● Work to be completed
Put every line of the items below into a single numbered list, dropping any blank lines.

━━ Records for the task ━━

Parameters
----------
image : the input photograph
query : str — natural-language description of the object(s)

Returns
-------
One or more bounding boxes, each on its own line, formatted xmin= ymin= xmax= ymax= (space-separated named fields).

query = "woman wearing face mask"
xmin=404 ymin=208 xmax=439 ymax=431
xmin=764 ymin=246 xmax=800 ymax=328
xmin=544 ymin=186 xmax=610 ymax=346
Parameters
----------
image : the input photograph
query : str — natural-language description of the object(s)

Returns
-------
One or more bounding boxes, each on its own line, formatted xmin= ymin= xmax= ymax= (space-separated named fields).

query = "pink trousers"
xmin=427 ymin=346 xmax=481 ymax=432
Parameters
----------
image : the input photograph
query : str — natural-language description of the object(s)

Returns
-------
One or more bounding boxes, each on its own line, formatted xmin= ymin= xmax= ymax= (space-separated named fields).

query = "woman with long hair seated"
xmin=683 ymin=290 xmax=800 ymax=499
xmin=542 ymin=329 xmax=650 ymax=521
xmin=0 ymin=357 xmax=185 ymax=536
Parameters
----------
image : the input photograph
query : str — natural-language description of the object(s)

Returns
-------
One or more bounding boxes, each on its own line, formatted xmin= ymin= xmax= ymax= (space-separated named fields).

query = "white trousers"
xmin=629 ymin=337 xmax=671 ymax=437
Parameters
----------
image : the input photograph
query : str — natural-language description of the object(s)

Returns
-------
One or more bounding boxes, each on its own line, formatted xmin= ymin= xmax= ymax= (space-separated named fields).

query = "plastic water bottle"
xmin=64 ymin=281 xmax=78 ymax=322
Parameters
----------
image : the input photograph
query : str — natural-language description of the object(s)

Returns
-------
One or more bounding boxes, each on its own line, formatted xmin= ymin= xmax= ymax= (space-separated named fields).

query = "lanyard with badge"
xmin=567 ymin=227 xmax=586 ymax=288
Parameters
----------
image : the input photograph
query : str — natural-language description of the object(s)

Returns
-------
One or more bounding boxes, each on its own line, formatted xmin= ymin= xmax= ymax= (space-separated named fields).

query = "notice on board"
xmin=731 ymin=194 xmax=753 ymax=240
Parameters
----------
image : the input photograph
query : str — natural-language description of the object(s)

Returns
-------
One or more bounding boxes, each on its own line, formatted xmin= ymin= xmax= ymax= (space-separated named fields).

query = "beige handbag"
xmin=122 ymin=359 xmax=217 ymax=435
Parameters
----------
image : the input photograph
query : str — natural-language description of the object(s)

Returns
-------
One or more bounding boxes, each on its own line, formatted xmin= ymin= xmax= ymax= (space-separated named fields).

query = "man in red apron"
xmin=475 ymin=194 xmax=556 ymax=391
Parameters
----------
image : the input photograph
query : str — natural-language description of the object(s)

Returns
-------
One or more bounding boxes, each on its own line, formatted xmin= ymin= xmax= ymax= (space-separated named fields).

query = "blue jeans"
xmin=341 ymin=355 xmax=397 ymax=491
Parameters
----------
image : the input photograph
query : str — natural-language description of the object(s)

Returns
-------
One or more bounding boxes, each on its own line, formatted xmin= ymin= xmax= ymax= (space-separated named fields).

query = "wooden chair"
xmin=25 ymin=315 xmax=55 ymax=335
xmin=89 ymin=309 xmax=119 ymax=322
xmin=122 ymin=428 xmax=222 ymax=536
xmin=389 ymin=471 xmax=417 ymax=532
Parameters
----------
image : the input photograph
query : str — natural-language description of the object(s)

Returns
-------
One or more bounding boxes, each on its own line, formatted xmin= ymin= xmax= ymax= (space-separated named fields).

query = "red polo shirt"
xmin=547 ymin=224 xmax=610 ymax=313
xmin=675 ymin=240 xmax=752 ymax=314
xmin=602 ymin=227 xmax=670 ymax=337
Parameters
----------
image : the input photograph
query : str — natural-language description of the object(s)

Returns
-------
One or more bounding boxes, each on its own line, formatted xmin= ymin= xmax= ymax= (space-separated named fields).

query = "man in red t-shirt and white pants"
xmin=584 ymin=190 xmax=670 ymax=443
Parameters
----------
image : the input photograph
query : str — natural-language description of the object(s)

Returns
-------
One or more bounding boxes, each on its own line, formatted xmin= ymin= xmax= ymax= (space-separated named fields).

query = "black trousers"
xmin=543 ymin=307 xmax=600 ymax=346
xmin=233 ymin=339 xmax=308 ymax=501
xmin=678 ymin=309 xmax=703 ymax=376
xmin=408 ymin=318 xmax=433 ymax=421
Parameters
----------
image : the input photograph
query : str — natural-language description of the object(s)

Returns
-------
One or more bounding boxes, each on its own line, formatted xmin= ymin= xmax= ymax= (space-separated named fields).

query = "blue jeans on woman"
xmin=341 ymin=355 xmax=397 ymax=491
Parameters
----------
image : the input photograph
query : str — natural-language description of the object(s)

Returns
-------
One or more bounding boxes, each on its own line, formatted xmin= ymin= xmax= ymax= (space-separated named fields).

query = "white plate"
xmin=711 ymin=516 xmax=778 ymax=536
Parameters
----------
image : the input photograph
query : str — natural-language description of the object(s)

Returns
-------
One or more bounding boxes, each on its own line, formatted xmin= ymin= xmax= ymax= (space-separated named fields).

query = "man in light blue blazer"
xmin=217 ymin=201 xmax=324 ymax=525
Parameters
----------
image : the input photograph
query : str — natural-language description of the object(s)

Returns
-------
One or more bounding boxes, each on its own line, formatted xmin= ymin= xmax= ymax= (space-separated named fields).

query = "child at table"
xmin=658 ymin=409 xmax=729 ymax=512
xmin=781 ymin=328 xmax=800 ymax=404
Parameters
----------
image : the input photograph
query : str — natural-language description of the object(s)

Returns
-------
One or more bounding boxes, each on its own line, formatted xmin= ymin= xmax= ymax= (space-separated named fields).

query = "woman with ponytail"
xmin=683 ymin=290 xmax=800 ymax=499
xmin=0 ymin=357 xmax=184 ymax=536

━━━

● Response to the task
1. Parameters
2. ----------
3. image : the input photograph
4. query : str — natural-language description of the object(s)
5. Returns
6. -------
7. One or more bounding boxes, each on its own line, formatted xmin= ymin= xmax= ymax= (space-separated named fields).
8. query = "woman wearing face mask"
9. xmin=404 ymin=208 xmax=439 ymax=431
10. xmin=764 ymin=246 xmax=800 ymax=328
11. xmin=544 ymin=186 xmax=610 ymax=346
12. Parameters
13. ----------
14. image : the input photograph
15. query : str — natural-language description of the object(s)
16. Returns
17. -------
18. One or more bounding boxes, each on its own line, formatted xmin= ymin= xmax= ymax= (space-separated named fields).
19. query = "pink trousers"
20. xmin=427 ymin=346 xmax=481 ymax=432
21. Parameters
22. ----------
23. image : the input photograph
24. query : str — natural-language description of the object(s)
25. Returns
26. -------
27. One or more bounding boxes, each on its own line, formatted xmin= ymin= xmax= ymax= (space-separated named fields).
28. query = "woman with long hair seated"
29. xmin=683 ymin=290 xmax=800 ymax=499
30. xmin=542 ymin=329 xmax=650 ymax=521
31. xmin=0 ymin=357 xmax=185 ymax=536
32. Parameters
33. ----------
34. image : the input photograph
35. query : str — natural-language description of the object(s)
36. Returns
37. -------
38. One or more bounding boxes, each on its own line, formatted xmin= ymin= xmax= ymax= (space-separated named fields).
39. query = "white trousers"
40. xmin=629 ymin=337 xmax=671 ymax=437
41. Parameters
42. ----------
43. image : the input photograph
44. query : str — natural-language description of the object(s)
45. Returns
46. -------
47. One or more bounding boxes, each on its own line, formatted xmin= ymin= xmax= ymax= (space-separated named fields).
48. query = "plastic water bottle"
49. xmin=64 ymin=281 xmax=78 ymax=322
50. Parameters
51. ----------
52. image : the input photograph
53. query : str — natural-language description of the object(s)
54. Returns
55. -------
56. One or more bounding boxes, each on its own line, formatted xmin= ymin= xmax= ymax= (space-separated named fields).
57. query = "lanyard with badge"
58. xmin=567 ymin=227 xmax=586 ymax=288
59. Parameters
60. ----------
61. image : the input photograph
62. query : str — natural-language description of the object(s)
63. Returns
64. -------
65. One or more bounding boxes, each on its own line, formatted xmin= ymin= xmax= ymax= (space-separated named fields).
66. query = "notice on board"
67. xmin=731 ymin=194 xmax=753 ymax=240
68. Parameters
69. ----------
70. image : the input photograph
71. query : str — natural-language description of the object(s)
72. Returns
73. -------
74. One or more bounding boxes, each on its own line, formatted xmin= ymin= xmax= ymax= (space-separated named fields).
75. query = "beige handbag"
76. xmin=122 ymin=359 xmax=217 ymax=435
77. Parameters
78. ----------
79. image : the input photograph
80. query : str — natural-language description of the object(s)
81. Returns
82. -------
83. One or more bounding boxes, each on its own line, formatted xmin= ymin= xmax= ymax= (space-separated named fields).
84. query = "man in red apron"
85. xmin=475 ymin=194 xmax=556 ymax=391
86. Parameters
87. ----------
88. image : the input photograph
89. query : str — natural-language description of the object(s)
90. Returns
91. -------
92. One or more bounding boxes, each on its own line, formatted xmin= ymin= xmax= ymax= (space-separated named fields).
93. query = "blue jeans"
94. xmin=341 ymin=355 xmax=397 ymax=491
95. Parameters
96. ----------
97. image : the input photograph
98. query : str — natural-language description of the object(s)
99. Returns
100. -------
101. One or more bounding boxes, each on its own line, formatted xmin= ymin= xmax= ymax= (space-separated named fields).
102. query = "wooden chair"
103. xmin=25 ymin=315 xmax=55 ymax=335
104. xmin=89 ymin=309 xmax=119 ymax=322
105. xmin=122 ymin=428 xmax=222 ymax=536
106. xmin=389 ymin=471 xmax=417 ymax=532
107. Parameters
108. ----------
109. image : the input photograph
110. query : str — natural-language description of the object(s)
111. Returns
112. -------
113. One or more bounding boxes, each on its own line, formatted xmin= ymin= xmax= ymax= (space-separated named fields).
114. query = "red polo shirt"
115. xmin=547 ymin=224 xmax=610 ymax=313
116. xmin=675 ymin=240 xmax=752 ymax=314
117. xmin=602 ymin=227 xmax=670 ymax=337
118. Parameters
119. ----------
120. image : the input photograph
121. query : str — natural-language description of the object(s)
122. Returns
123. -------
124. One or more bounding boxes, each on its own line, formatted xmin= ymin= xmax= ymax= (space-separated named fields).
125. query = "man in red t-shirt and white pants"
126. xmin=584 ymin=190 xmax=670 ymax=443
127. Parameters
128. ----------
129. image : the input photograph
130. query : str — natural-language description of the object(s)
131. Returns
132. -------
133. One or more bounding boxes, each on its own line, formatted xmin= ymin= xmax= ymax= (space-separated named fields).
134. query = "black trousers"
135. xmin=543 ymin=307 xmax=600 ymax=346
136. xmin=233 ymin=339 xmax=308 ymax=501
137. xmin=678 ymin=309 xmax=703 ymax=376
138. xmin=408 ymin=318 xmax=433 ymax=421
139. Parameters
140. ----------
141. image : the input photograph
142. query : str — natural-language description of the object(s)
143. Returns
144. -------
145. One or more bounding boxes, each on its own line, formatted xmin= ymin= xmax= ymax= (space-separated named fields).
146. query = "blue jeans on woman"
147. xmin=341 ymin=355 xmax=397 ymax=491
148. Parameters
149. ----------
150. image : the input photograph
151. query : str — natural-language description of the object(s)
152. Returns
153. -------
154. One or more bounding boxes, each on its own line, formatted xmin= ymin= xmax= ymax= (space-separated named fields).
155. query = "white plate"
156. xmin=711 ymin=516 xmax=778 ymax=536
157. Parameters
158. ----------
159. image : the input photograph
160. query : str — natural-language description of the object(s)
161. Returns
162. -------
163. One or more bounding boxes, each on its own line, formatted xmin= ymin= xmax= ymax= (space-separated named fields).
164. query = "man in light blue blazer"
165. xmin=217 ymin=201 xmax=324 ymax=525
166. Parameters
167. ----------
168. image : the input photograph
169. query : str — natural-language description of the object(s)
170. Returns
171. -------
172. One or more bounding boxes, each on its own line, formatted xmin= ymin= xmax= ymax= (space-separated named fields).
173. query = "child at table"
174. xmin=658 ymin=409 xmax=729 ymax=512
175. xmin=781 ymin=328 xmax=800 ymax=404
176. Parameters
177. ----------
178. image : the input photograph
179. query : str — natural-language description of the object(s)
180. Returns
181. -------
182. One or more bounding boxes, each on its own line, formatted xmin= ymin= xmax= ymax= (space-separated named fields).
183. query = "woman with ponytail"
184. xmin=683 ymin=290 xmax=800 ymax=499
185. xmin=0 ymin=357 xmax=184 ymax=536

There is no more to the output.